::: INPUT ROWS :::

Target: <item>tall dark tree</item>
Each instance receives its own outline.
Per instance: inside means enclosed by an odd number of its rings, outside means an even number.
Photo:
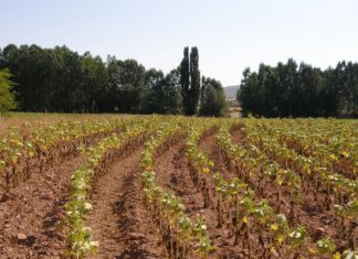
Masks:
[[[200,115],[222,117],[227,114],[227,100],[219,80],[202,77]]]
[[[180,63],[180,85],[183,114],[190,115],[190,60],[188,46],[183,50],[183,58]]]
[[[12,87],[15,85],[11,80],[11,73],[8,68],[0,71],[0,112],[12,110],[17,108],[14,93]]]
[[[244,72],[238,99],[244,114],[265,117],[358,116],[358,64],[320,71],[292,58]]]

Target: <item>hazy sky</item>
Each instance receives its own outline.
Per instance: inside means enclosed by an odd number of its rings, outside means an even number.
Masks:
[[[1,47],[65,44],[164,72],[197,45],[202,75],[225,86],[262,62],[358,61],[358,0],[0,0],[0,22]]]

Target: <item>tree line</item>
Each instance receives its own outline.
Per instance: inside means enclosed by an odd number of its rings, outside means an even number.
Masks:
[[[0,48],[0,69],[13,75],[21,111],[223,116],[221,83],[201,78],[198,48],[191,48],[190,58],[188,53],[186,47],[180,65],[165,74],[135,60],[108,55],[103,61],[66,46],[9,44]]]
[[[238,100],[245,115],[263,117],[358,117],[358,64],[325,71],[289,58],[243,72]]]

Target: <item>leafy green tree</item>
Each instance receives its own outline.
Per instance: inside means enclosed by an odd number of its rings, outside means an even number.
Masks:
[[[11,91],[15,85],[11,78],[11,73],[8,68],[0,71],[0,112],[15,109],[17,102],[14,99],[14,93]]]

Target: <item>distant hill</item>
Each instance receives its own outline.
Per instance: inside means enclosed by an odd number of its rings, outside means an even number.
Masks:
[[[227,99],[236,99],[236,91],[239,90],[240,86],[225,86],[224,93],[227,96]]]

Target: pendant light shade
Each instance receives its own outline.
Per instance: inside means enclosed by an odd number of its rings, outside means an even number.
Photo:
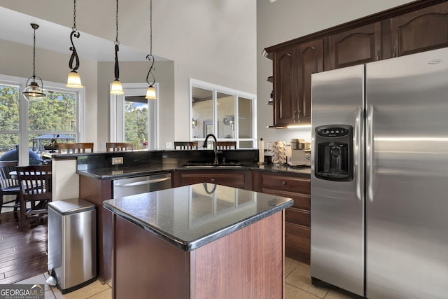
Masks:
[[[124,93],[123,87],[121,85],[120,80],[115,79],[112,81],[112,86],[111,86],[111,95],[122,95]]]
[[[145,99],[157,99],[157,96],[155,95],[155,88],[154,88],[154,86],[148,87],[148,89],[146,90],[146,96],[145,97]]]
[[[43,92],[43,90],[41,88],[41,86],[43,87],[42,79],[41,77],[36,76],[36,29],[39,27],[39,25],[31,23],[31,27],[34,29],[33,35],[33,76],[28,78],[27,87],[22,92],[22,95],[23,95],[23,97],[24,97],[27,101],[38,101],[46,96]],[[41,86],[36,82],[36,78],[41,81]],[[31,83],[28,84],[31,79],[32,81]]]
[[[70,34],[70,42],[71,43],[70,50],[71,51],[71,56],[70,57],[70,60],[69,60],[69,67],[71,71],[69,73],[66,86],[71,88],[83,88],[81,78],[79,74],[76,71],[79,67],[79,57],[78,57],[75,44],[73,43],[74,36],[79,39],[80,35],[76,29],[76,0],[74,0],[73,7],[73,28],[71,28],[71,33]],[[76,62],[74,66],[74,62]]]
[[[112,85],[111,85],[111,95],[122,95],[125,92],[123,92],[123,87],[121,85],[121,82],[120,82],[120,67],[118,66],[118,46],[120,45],[120,42],[118,41],[118,0],[116,0],[117,8],[116,8],[116,14],[115,14],[115,25],[116,25],[116,32],[117,34],[115,36],[115,80],[112,82]]]
[[[146,96],[145,99],[156,99],[157,95],[155,94],[155,88],[154,88],[154,83],[155,83],[155,77],[153,71],[154,71],[154,56],[153,56],[153,0],[150,1],[150,12],[149,12],[149,55],[146,56],[146,60],[151,63],[151,66],[148,71],[148,75],[146,75],[146,82],[149,84],[148,89],[146,90]],[[150,83],[149,77],[152,76],[152,82]]]
[[[29,81],[29,79],[28,79],[28,81]],[[42,81],[41,80],[41,81]],[[27,82],[27,84],[28,84],[28,82]],[[36,81],[33,81],[29,83],[29,85],[23,90],[22,94],[27,101],[38,101],[46,96],[42,88],[39,87]]]
[[[76,71],[71,71],[69,73],[69,78],[67,78],[66,86],[71,88],[83,88],[81,78]]]

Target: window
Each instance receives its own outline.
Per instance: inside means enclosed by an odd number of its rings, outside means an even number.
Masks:
[[[256,148],[254,95],[190,80],[191,140],[214,134],[218,140],[237,141],[238,148]]]
[[[111,95],[110,140],[131,142],[136,149],[158,148],[158,99],[145,99],[147,83],[122,85],[124,95]],[[157,95],[158,83],[155,87]]]
[[[38,155],[52,139],[58,142],[83,138],[84,89],[45,83],[47,96],[28,102],[21,96],[27,78],[0,76],[0,157],[17,159],[20,165],[40,162]],[[18,146],[18,150],[16,147]]]

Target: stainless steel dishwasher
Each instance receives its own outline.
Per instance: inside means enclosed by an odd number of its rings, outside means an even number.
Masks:
[[[113,198],[134,195],[171,188],[171,174],[136,176],[113,180]]]

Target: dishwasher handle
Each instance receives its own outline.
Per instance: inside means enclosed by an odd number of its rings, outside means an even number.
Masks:
[[[125,188],[125,187],[132,187],[134,186],[150,185],[151,183],[160,183],[162,181],[168,181],[169,179],[171,179],[171,177],[168,176],[168,177],[160,178],[160,179],[148,179],[146,181],[134,181],[132,183],[118,183],[115,184],[113,187],[114,188]]]

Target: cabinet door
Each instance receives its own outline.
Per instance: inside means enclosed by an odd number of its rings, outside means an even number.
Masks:
[[[311,123],[311,74],[323,71],[323,39],[301,43],[298,55],[298,116],[300,125]]]
[[[392,57],[448,46],[447,1],[392,18],[390,22]]]
[[[274,125],[295,123],[297,105],[297,47],[274,54]]]
[[[326,71],[379,60],[381,43],[381,22],[329,36]]]

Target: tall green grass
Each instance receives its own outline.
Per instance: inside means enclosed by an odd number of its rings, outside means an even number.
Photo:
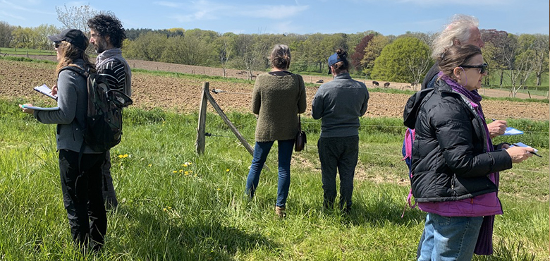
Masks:
[[[243,190],[252,157],[219,116],[207,114],[207,131],[220,136],[207,137],[205,152],[198,156],[196,114],[129,108],[123,141],[111,151],[120,205],[109,214],[104,250],[82,255],[72,247],[63,207],[55,126],[19,111],[18,102],[0,99],[0,260],[415,258],[424,214],[409,209],[401,217],[408,181],[400,160],[399,119],[361,119],[353,209],[343,215],[322,209],[315,148],[320,126],[303,119],[309,142],[293,156],[288,216],[277,220],[276,145],[249,200]],[[254,137],[253,115],[228,117],[245,137]],[[495,223],[495,254],[475,260],[549,258],[548,122],[517,123],[546,128],[546,146],[539,146],[544,158],[501,173],[505,214]]]

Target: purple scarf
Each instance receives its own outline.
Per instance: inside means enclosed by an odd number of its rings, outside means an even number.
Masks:
[[[459,85],[456,81],[444,74],[440,71],[438,74],[438,77],[441,77],[441,80],[444,80],[453,91],[458,92],[472,102],[477,105],[475,107],[475,111],[479,118],[483,121],[483,126],[485,127],[485,135],[487,140],[487,151],[494,151],[493,142],[491,141],[491,136],[489,135],[489,128],[487,128],[487,123],[485,122],[485,116],[483,114],[483,110],[482,110],[480,102],[482,97],[477,93],[477,90],[469,91],[466,90],[463,86]],[[495,175],[495,184],[496,187],[499,187],[499,173],[494,173]],[[498,195],[498,192],[496,193]],[[491,255],[493,254],[493,225],[494,224],[494,215],[485,216],[483,217],[483,223],[482,223],[481,229],[479,229],[479,234],[477,236],[477,242],[475,244],[475,249],[474,253],[477,255]]]

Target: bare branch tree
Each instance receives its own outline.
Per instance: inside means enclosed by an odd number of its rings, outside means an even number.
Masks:
[[[66,4],[61,6],[56,6],[57,20],[67,28],[78,29],[87,35],[87,21],[90,18],[98,14],[106,14],[114,16],[110,11],[99,11],[92,8],[89,4],[80,6],[67,7]]]

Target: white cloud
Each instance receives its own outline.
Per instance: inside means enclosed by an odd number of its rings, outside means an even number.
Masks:
[[[284,19],[295,16],[309,8],[309,6],[259,6],[239,13],[248,17]]]
[[[168,2],[164,1],[153,2],[153,4],[162,6],[171,7],[173,8],[177,8],[182,6],[182,4],[181,3]]]
[[[47,14],[47,15],[55,15],[54,13],[51,12],[46,12],[42,10],[39,9],[32,9],[23,6],[17,5],[16,4],[13,4],[12,2],[6,1],[6,0],[1,0],[0,1],[0,5],[4,7],[4,10],[8,9],[8,10],[16,10],[16,11],[22,11],[24,12],[30,12],[30,13],[42,13],[42,14]],[[8,15],[8,16],[16,18],[13,16],[13,13],[12,15]]]
[[[182,10],[181,13],[169,16],[180,23],[233,17],[280,20],[295,16],[309,8],[309,6],[239,5],[208,0],[192,1],[185,6],[169,1],[154,4]]]
[[[0,11],[0,15],[1,15],[1,16],[11,17],[11,18],[12,18],[13,19],[17,19],[17,20],[26,20],[26,19],[25,19],[24,17],[21,17],[21,16],[14,16],[14,15],[13,15],[11,13],[9,13],[8,12],[4,12],[4,11]]]
[[[511,4],[513,0],[398,0],[397,2],[401,4],[415,4],[418,6],[496,6]]]

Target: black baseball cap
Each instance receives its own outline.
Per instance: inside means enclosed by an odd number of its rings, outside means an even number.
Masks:
[[[61,41],[68,42],[82,51],[86,50],[88,43],[88,38],[84,32],[77,29],[66,29],[59,35],[50,35],[48,38],[58,44]]]

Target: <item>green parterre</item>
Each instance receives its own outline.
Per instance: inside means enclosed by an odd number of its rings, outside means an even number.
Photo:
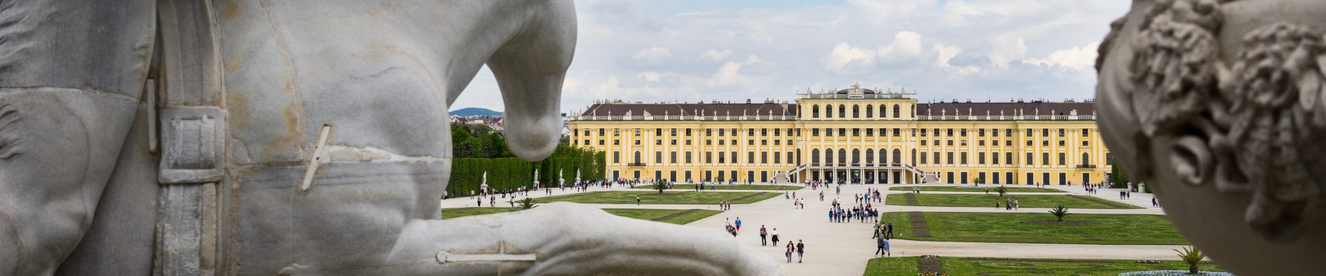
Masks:
[[[492,208],[492,207],[443,208],[442,219],[514,212],[514,211],[520,211],[520,208]],[[607,214],[626,216],[631,219],[654,220],[654,222],[663,222],[672,224],[687,224],[723,212],[717,210],[659,210],[659,208],[605,208],[603,211],[606,211]]]
[[[1188,244],[1159,215],[1073,214],[1065,223],[1041,212],[920,212],[930,236],[918,236],[907,212],[884,212],[898,239],[972,243]],[[915,224],[920,226],[920,224]]]
[[[994,187],[998,187],[998,184],[987,184],[987,186],[980,186],[980,187],[976,187],[976,186],[920,186],[920,191],[923,191],[923,192],[924,191],[969,191],[969,192],[985,192],[985,188],[989,188],[991,194],[996,194],[994,192]],[[1014,187],[1014,186],[1005,186],[1005,187],[1008,188],[1008,192],[1066,192],[1066,191],[1058,190],[1058,188]],[[912,188],[916,188],[916,186],[891,187],[888,190],[890,191],[911,191]]]
[[[915,203],[907,200],[907,196],[912,195],[916,198]],[[1054,206],[1062,204],[1069,208],[1142,208],[1120,202],[1111,202],[1107,199],[1101,199],[1095,196],[1085,195],[1008,195],[1018,200],[1018,206],[1022,208],[1052,208]],[[884,203],[891,206],[936,206],[936,207],[991,207],[994,208],[994,202],[1002,207],[1005,204],[1004,198],[991,194],[890,194],[884,198]]]
[[[635,204],[635,196],[642,204],[719,204],[731,200],[732,204],[749,204],[765,200],[782,192],[747,192],[747,191],[591,191],[572,195],[556,195],[538,198],[536,202],[574,202],[574,203],[609,203],[609,204]]]
[[[996,257],[937,257],[947,275],[1063,275],[1063,276],[1116,276],[1132,271],[1185,271],[1188,264],[1177,260],[1159,264],[1139,264],[1134,260],[1050,260],[1050,259],[996,259]],[[1201,271],[1221,271],[1212,263],[1199,265]],[[867,276],[919,275],[916,257],[875,257],[866,264]]]
[[[678,190],[678,191],[695,190],[695,186],[696,184],[674,184],[672,190]],[[635,186],[635,188],[654,190],[654,186],[652,184]],[[801,190],[801,188],[805,188],[805,187],[802,187],[802,186],[788,186],[788,184],[717,184],[717,186],[705,184],[704,186],[704,190],[711,190],[711,188],[712,190],[774,190],[774,191],[792,191],[792,190]]]

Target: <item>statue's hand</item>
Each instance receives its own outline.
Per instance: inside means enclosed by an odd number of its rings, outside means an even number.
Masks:
[[[782,275],[778,265],[713,230],[629,219],[574,203],[508,214],[504,240],[532,245],[528,275]]]
[[[574,203],[419,220],[396,244],[394,256],[414,265],[436,255],[442,272],[451,275],[782,275],[769,256],[720,231],[629,219]],[[412,267],[411,273],[438,268]]]

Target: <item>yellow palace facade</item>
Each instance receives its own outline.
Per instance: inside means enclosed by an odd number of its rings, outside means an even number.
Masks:
[[[919,104],[859,85],[794,104],[599,102],[568,123],[625,179],[1081,184],[1111,158],[1090,101]]]

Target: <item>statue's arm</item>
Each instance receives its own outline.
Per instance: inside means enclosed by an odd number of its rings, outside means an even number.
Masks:
[[[434,272],[452,275],[781,275],[770,257],[721,231],[573,203],[415,220],[396,244],[396,261],[428,259]]]
[[[0,1],[0,275],[53,273],[91,224],[139,106],[152,3]]]

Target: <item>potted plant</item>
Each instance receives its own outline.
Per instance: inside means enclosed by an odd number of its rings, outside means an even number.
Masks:
[[[1063,222],[1063,216],[1069,215],[1069,208],[1065,208],[1063,204],[1059,204],[1059,206],[1054,207],[1053,210],[1050,210],[1050,215],[1054,215],[1054,218],[1058,218],[1058,220],[1055,220],[1055,222]]]
[[[1184,247],[1183,251],[1174,249],[1183,259],[1183,263],[1188,263],[1188,273],[1197,273],[1197,264],[1201,259],[1207,259],[1207,255],[1197,249],[1196,247]]]

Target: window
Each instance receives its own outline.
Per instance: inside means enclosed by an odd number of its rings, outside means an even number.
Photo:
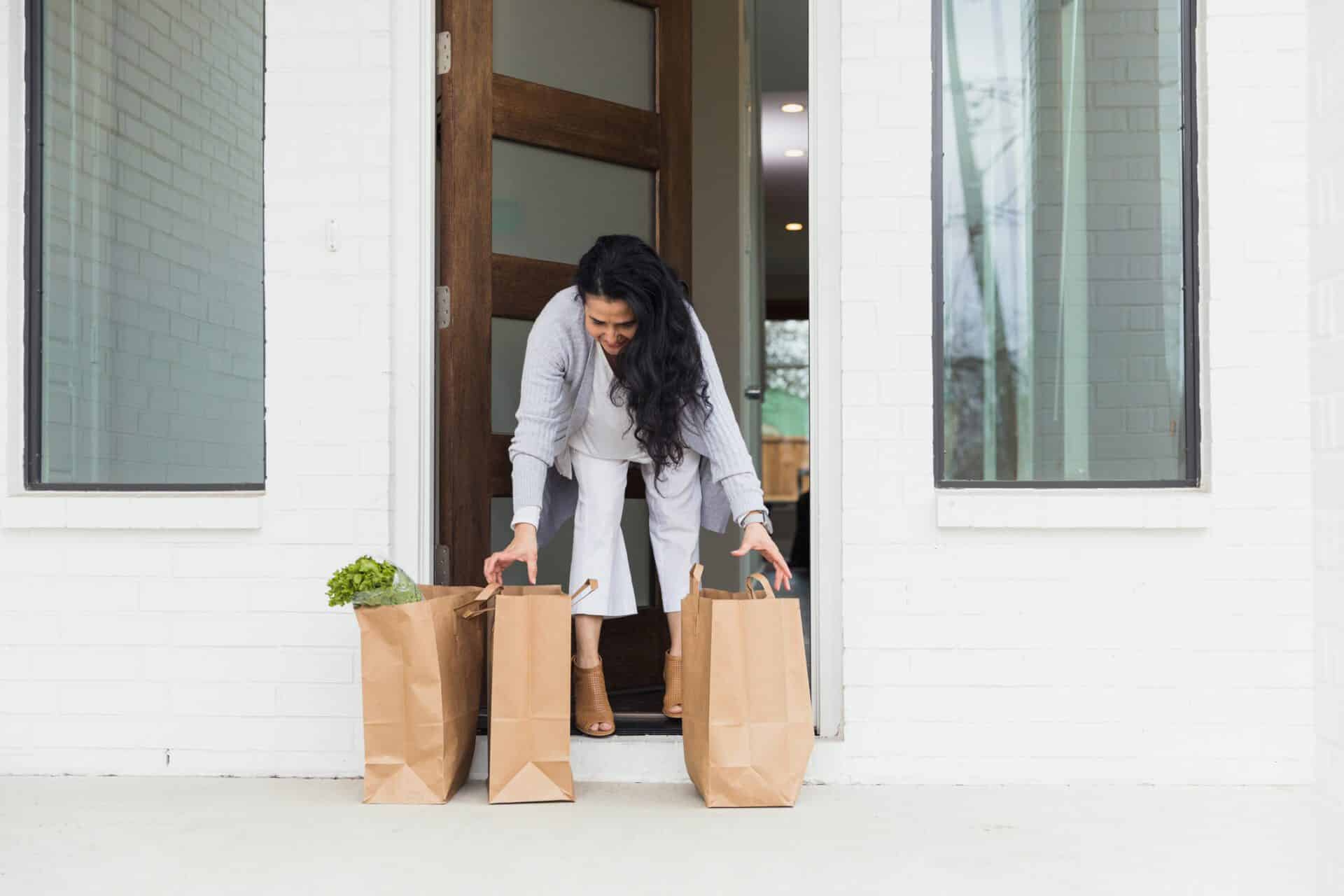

:::

WHAT THIS TASK INVOLVES:
Count the lines in the records that contain the string "tree", treating uppercase and lowercase as different, and reply with the number alone.

SOLUTION BELOW:
4